Dear Editor:
Go ahead, declare me a misanthrope. Write me off as incurably antisocial. But please, dear and doubtlessly delightful Swatties with whom I am yet unacquainted, refrain from randomly saying, “Hello.”
Unexpected greetings plunge me into utter confusion. Countless questions leap to mind: Do I know this person who has inexplicably smiled or nodded in my general direction? Were we introduced by a mutual acquaintance over some long-forgotten pasta-bar dinner? Did we sit next to each other in “Greece and the Barbarians” freshman fall? And on and on. By the time I get around to considering reciprocation of the goodwill gesture, its initiator is long gone, probably feeling devalued as a person by my apparently haughty reticence.

* * * * * * *

Prompt A: Copy the records word for word, everything from the line containing "white railing, formatted" down to the last line of the records.

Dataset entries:
* * * * * * *

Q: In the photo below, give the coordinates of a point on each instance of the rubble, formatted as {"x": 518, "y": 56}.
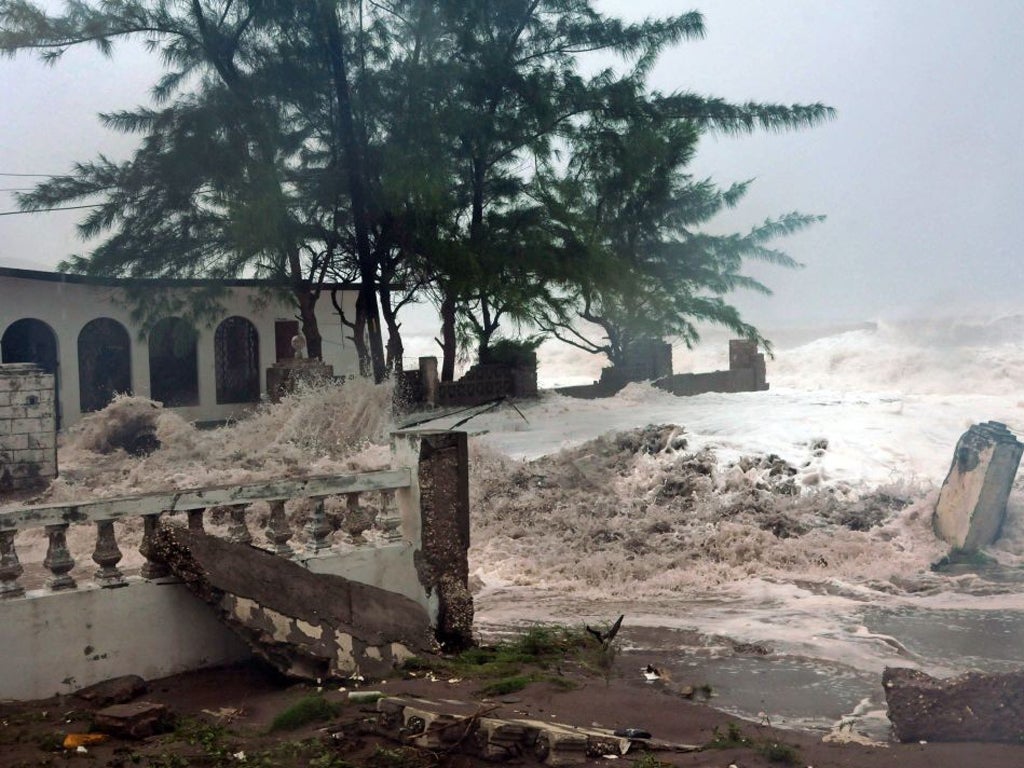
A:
{"x": 136, "y": 720}
{"x": 972, "y": 504}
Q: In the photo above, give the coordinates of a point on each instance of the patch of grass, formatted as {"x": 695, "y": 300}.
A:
{"x": 507, "y": 685}
{"x": 732, "y": 738}
{"x": 313, "y": 709}
{"x": 962, "y": 557}
{"x": 540, "y": 646}
{"x": 777, "y": 752}
{"x": 647, "y": 760}
{"x": 397, "y": 757}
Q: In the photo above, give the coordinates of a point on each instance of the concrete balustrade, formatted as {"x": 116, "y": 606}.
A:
{"x": 74, "y": 630}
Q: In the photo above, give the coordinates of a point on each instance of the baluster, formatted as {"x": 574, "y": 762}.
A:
{"x": 356, "y": 518}
{"x": 152, "y": 568}
{"x": 196, "y": 519}
{"x": 58, "y": 559}
{"x": 278, "y": 530}
{"x": 317, "y": 526}
{"x": 107, "y": 556}
{"x": 239, "y": 531}
{"x": 387, "y": 519}
{"x": 10, "y": 567}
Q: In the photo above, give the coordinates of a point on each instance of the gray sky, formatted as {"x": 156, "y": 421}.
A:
{"x": 921, "y": 175}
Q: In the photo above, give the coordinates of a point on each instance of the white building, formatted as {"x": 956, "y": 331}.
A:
{"x": 82, "y": 330}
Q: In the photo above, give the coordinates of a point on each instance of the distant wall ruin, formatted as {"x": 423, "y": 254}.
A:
{"x": 482, "y": 383}
{"x": 28, "y": 427}
{"x": 747, "y": 374}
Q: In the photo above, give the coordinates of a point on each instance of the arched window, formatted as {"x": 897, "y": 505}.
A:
{"x": 103, "y": 363}
{"x": 31, "y": 340}
{"x": 236, "y": 347}
{"x": 173, "y": 369}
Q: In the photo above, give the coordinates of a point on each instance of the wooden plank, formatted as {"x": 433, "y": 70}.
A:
{"x": 177, "y": 501}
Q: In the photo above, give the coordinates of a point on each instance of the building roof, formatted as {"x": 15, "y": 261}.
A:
{"x": 90, "y": 280}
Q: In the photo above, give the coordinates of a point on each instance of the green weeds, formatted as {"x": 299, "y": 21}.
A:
{"x": 313, "y": 709}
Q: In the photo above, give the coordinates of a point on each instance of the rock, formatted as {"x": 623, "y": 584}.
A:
{"x": 136, "y": 720}
{"x": 115, "y": 690}
{"x": 970, "y": 708}
{"x": 973, "y": 501}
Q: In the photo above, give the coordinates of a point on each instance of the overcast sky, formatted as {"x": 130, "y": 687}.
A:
{"x": 921, "y": 174}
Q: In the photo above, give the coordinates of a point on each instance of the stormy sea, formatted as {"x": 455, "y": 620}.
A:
{"x": 777, "y": 544}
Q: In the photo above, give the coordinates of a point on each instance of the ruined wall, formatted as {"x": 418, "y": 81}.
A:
{"x": 28, "y": 427}
{"x": 745, "y": 374}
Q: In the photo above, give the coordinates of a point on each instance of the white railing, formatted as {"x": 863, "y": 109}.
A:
{"x": 195, "y": 504}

* * * * * * *

Prompt B: Continue the letter to the editor about unexpected greetings from the point where it stops.

Exercise response A:
Q: In the photo above, give the coordinates of a point on each instance of the white railing, formatted as {"x": 863, "y": 109}.
A:
{"x": 195, "y": 504}

Exercise response B:
What smacks of arrogance, however, is merely a severe case of introversion. I am one of those individuals who, as Atlantic Monthly columnist Jonathan Rauch so vividly puts it in “Caring for Your Introvert” (March 2003), “growls or scowls or grunts or winces when accosted with pleasantries by people who are just trying to be nice.” Rauch paints introverts as “among the most misunderstood and aggrieved groups” in a largely “extrovertist” America, only half-jokingly using phrases like “come out” and “it’s an orientation” to compare their plight to that of homosexuals. So in this week dedicated to acknowledging and accepting alternative lifestyles, make an honest effort to understand this one.
In his op-ed “Would a smile and nod kill you?” (Oct. 7, pg. 16), Alex Ginsberg ‘08 alluded to “an ongoing battle against courtesy.” What, I ask, makes randomly addressing someone — thus perhaps interrupting the addressee’s profound train of thought — inherently “polite” or friendly? What benefit does the greeting confer? If the gesture is not an acknowledgement of acquaintance, what, if anything, does it mean? Isn’t it presumptuous to expect someone to be grateful for your teeth-baring expression of “happiness and approval”? Who are you to float beaming around campus validating other people’s existence? I fail to see why this behavior represents the height of courtesy — and thus why those who do not engage in it are throwbacks to an uncivilized age when “our ancestors were all chilling out in caves.”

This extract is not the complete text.